Return all lines in the data where the string "player" can be found.

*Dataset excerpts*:
*-*-*

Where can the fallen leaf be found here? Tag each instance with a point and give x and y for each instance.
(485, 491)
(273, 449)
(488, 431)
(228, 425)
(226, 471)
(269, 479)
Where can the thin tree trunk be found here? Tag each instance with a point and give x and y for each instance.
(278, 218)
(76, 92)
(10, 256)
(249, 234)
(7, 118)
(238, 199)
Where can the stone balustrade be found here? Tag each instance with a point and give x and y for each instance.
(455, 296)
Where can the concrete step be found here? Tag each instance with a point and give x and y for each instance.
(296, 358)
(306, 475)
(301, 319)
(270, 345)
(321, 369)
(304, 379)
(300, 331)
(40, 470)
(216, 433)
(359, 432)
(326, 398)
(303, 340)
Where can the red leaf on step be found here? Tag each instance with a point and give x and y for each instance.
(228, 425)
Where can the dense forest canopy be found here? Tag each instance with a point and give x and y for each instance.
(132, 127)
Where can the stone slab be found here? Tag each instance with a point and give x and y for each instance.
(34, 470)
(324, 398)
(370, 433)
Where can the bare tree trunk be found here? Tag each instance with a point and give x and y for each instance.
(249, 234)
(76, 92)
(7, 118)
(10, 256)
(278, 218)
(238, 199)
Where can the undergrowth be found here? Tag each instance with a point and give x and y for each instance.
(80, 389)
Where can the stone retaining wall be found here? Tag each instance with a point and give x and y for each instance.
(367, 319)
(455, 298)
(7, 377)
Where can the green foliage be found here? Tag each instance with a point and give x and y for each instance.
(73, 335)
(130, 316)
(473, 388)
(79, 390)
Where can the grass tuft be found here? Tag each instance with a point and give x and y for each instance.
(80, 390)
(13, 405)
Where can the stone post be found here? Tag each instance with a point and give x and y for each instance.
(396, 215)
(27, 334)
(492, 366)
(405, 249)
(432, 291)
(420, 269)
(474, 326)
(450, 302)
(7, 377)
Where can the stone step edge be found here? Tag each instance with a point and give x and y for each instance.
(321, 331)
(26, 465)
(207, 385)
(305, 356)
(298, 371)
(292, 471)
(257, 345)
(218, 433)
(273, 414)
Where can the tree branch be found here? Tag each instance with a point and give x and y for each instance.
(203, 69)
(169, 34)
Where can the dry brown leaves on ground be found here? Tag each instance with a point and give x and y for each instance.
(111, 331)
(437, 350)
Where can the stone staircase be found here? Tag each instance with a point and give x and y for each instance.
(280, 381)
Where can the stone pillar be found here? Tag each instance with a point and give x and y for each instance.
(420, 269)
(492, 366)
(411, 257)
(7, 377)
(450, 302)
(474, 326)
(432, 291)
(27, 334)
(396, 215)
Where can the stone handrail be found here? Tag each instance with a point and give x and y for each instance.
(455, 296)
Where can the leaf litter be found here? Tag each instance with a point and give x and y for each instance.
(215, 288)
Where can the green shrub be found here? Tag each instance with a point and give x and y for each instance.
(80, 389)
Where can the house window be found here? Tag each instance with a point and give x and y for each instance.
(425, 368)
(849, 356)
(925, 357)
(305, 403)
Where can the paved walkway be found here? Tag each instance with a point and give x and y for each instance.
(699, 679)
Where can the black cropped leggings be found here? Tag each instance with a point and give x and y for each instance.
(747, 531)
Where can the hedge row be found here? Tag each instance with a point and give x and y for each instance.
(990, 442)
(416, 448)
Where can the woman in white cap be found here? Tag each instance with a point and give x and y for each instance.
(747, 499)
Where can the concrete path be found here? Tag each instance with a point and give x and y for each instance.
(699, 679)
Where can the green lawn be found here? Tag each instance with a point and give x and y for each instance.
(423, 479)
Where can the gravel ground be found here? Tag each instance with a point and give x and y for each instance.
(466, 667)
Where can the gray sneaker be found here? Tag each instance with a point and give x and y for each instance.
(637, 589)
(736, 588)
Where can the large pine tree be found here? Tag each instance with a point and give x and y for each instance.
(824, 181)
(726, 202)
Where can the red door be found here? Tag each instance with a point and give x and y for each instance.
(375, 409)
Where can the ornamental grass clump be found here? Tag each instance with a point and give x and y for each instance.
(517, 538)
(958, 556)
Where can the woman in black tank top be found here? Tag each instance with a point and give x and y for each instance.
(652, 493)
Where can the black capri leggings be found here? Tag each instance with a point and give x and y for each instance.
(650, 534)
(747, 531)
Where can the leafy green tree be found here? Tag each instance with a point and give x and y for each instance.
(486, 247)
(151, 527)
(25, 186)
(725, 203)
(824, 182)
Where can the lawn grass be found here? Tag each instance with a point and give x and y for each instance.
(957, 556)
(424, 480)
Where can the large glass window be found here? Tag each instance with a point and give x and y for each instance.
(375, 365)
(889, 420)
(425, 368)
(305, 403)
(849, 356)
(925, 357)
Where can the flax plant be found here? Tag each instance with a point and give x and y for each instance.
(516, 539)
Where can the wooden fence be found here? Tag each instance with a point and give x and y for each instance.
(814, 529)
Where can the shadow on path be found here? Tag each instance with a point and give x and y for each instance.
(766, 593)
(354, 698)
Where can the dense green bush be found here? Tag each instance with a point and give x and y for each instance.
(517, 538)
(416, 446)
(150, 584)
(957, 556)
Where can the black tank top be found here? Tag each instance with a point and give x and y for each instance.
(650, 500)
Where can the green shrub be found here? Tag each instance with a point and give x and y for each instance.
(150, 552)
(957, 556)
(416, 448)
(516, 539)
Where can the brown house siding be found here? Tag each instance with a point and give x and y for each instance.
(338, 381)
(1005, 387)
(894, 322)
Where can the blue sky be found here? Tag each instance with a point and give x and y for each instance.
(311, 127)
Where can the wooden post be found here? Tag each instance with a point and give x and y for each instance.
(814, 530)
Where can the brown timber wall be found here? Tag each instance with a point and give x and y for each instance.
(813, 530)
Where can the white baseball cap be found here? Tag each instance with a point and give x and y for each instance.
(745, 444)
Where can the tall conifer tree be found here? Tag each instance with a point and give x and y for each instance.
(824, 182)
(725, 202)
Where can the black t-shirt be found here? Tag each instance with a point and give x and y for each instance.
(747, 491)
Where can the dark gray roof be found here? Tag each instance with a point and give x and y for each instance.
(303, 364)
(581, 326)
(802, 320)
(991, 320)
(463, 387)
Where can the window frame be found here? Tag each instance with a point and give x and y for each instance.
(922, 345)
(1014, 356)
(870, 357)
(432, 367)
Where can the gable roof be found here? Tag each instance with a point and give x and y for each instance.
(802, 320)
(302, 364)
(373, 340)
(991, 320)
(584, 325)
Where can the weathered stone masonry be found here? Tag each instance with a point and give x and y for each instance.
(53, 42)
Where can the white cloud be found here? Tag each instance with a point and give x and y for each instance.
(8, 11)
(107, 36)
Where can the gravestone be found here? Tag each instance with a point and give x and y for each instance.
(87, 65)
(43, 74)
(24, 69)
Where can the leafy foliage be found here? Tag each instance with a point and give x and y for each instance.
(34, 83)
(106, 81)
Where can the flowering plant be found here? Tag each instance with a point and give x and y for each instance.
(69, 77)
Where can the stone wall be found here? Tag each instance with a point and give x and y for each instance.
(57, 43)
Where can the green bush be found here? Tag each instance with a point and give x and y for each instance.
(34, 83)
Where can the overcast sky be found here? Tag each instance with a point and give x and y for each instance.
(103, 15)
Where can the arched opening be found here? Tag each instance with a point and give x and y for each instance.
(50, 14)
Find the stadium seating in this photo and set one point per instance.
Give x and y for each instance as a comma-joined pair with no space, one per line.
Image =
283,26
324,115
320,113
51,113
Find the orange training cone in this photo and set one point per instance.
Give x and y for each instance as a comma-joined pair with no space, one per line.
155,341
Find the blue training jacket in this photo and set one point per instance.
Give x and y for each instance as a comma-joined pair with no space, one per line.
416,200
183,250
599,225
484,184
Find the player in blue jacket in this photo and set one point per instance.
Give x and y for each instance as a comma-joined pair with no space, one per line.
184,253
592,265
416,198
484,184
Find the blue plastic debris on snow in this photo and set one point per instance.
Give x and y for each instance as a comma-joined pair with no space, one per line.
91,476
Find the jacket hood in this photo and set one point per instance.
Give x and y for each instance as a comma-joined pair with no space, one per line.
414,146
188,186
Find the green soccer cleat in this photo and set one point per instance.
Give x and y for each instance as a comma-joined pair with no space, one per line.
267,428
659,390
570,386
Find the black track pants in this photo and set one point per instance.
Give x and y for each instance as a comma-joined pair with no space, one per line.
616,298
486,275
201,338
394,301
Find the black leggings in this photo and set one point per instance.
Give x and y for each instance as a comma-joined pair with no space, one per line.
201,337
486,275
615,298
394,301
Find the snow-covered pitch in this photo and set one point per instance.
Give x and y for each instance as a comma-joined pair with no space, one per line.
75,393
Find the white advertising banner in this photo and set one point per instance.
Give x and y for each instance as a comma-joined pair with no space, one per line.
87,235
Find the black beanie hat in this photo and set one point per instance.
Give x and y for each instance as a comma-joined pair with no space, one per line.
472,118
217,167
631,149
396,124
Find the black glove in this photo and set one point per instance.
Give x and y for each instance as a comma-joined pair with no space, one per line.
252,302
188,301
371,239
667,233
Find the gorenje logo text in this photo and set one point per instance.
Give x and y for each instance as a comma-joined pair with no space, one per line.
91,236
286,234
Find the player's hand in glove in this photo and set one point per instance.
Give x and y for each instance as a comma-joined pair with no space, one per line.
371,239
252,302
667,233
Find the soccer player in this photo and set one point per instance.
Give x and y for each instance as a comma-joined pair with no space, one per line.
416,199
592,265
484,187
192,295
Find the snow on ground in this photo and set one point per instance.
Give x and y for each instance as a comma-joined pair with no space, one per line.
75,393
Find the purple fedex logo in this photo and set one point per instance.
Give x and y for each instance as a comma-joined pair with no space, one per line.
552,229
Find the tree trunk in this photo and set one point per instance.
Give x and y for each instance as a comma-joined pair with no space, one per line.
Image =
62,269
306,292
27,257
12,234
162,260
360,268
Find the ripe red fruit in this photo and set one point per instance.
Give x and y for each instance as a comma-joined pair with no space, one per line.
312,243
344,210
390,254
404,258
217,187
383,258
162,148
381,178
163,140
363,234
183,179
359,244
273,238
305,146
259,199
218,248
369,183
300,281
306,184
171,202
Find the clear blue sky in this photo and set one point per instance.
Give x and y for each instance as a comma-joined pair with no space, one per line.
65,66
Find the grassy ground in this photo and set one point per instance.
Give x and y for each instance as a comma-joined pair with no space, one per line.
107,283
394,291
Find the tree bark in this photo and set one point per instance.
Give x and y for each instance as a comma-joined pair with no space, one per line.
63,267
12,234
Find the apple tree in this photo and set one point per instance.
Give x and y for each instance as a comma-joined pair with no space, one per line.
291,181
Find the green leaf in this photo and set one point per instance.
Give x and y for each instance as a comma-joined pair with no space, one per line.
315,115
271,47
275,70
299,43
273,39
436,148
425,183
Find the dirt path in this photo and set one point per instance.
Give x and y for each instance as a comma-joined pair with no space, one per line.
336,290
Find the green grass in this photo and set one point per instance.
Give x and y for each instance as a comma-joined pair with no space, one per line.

*-*-*

*SOLUTION FOR THIS TASK*:
Find the player in blue jacket in this photo and set one point per instance.
Find the player's hand in glove in this photo and set one point per instance.
Find the soccer player in this photo and set one point per instance.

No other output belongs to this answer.